**EXERCISE PROMPT**: Rewrite the items below, from the beginning through the line containing "<point>26,210</point>", as a Markdown table with the columns "Row" and "Line", giving each line a row number and omitting blank lines. Include only that stretch.

**GIVEN DATA**:
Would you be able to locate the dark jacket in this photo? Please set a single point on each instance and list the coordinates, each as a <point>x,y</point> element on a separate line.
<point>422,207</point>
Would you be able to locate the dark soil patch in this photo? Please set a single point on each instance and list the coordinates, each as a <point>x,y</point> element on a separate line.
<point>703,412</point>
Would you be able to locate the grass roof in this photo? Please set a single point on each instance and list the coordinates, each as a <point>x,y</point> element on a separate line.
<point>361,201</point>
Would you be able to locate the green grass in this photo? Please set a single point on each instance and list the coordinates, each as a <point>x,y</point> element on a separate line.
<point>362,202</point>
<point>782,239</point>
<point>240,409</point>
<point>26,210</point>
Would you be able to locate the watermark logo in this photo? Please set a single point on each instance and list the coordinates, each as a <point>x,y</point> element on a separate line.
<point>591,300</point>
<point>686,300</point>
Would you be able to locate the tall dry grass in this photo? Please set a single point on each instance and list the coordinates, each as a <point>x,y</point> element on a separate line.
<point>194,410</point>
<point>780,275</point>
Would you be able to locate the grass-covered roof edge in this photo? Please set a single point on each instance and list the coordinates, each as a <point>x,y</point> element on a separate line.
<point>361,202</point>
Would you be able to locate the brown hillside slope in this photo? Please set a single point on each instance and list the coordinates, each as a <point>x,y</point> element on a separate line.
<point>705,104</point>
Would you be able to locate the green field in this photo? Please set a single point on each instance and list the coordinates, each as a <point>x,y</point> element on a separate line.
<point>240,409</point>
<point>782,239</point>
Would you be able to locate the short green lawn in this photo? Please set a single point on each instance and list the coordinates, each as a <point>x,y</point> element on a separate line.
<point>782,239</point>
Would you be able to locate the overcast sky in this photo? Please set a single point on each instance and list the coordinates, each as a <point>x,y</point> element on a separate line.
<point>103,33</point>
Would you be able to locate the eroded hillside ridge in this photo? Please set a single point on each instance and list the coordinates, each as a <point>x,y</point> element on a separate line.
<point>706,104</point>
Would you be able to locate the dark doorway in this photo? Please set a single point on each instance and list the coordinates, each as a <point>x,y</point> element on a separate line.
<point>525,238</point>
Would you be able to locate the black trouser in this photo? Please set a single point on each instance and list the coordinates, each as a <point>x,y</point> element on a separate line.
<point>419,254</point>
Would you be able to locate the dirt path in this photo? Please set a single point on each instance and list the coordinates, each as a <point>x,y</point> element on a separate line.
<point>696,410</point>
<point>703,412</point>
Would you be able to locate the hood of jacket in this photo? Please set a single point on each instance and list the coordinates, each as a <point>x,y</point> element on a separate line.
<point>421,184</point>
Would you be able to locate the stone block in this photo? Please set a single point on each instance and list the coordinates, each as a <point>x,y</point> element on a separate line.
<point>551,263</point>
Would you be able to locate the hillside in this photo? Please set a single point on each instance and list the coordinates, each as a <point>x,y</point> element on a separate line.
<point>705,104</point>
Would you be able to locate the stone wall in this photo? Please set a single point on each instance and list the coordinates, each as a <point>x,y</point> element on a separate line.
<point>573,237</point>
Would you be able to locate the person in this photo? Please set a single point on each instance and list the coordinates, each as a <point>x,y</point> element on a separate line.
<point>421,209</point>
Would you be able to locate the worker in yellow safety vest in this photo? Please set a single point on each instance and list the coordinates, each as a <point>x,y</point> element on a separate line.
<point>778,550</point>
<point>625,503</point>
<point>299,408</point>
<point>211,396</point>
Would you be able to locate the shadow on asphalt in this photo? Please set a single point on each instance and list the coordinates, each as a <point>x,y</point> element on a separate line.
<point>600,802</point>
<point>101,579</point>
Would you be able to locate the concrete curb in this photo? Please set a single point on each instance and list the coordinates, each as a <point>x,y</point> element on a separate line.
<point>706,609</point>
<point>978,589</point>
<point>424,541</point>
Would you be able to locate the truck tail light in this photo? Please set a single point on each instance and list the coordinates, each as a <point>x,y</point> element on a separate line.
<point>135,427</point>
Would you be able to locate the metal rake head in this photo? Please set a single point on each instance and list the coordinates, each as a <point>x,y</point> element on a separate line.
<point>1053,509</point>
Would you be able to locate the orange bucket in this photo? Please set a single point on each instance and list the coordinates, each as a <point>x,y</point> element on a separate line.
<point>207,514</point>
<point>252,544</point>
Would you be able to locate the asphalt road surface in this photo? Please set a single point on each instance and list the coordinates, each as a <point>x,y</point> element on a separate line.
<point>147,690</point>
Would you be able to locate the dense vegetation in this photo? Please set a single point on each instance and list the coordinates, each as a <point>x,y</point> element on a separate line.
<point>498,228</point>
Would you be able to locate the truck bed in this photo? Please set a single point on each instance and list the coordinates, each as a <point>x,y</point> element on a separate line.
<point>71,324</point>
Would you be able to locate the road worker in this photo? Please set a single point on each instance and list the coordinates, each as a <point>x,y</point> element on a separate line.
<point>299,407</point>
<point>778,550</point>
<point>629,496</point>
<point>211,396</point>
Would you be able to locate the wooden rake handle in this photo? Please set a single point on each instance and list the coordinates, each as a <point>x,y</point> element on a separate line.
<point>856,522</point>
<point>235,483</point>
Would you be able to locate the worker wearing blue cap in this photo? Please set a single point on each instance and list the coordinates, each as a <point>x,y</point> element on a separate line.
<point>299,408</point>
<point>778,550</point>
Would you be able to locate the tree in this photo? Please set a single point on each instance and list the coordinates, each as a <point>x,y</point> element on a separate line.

**RESULT OF THE EXERCISE**:
| Row | Line |
|---|---|
| 1 | Would you be able to locate the dark jacket in this photo? Please set a single point on each instance and list the coordinates, each as a <point>x,y</point> element on a separate line. |
| 2 | <point>422,207</point> |
| 3 | Would you be able to locate the dark soil patch in this photo? Please set a single point on each instance and list the coordinates, each as a <point>x,y</point> element on a separate line. |
| 4 | <point>703,412</point> |
| 5 | Would you be able to locate the grass roof in this photo? Please set a single point on each instance and list the coordinates, each as a <point>x,y</point> element on a separate line. |
| 6 | <point>361,201</point> |
| 7 | Would you be able to locate the green grass in this photo? Please set a single point on each instance and list the coordinates, each as a <point>x,y</point> element on a separate line. |
| 8 | <point>362,202</point> |
| 9 | <point>782,239</point> |
| 10 | <point>240,409</point> |
| 11 | <point>26,210</point> |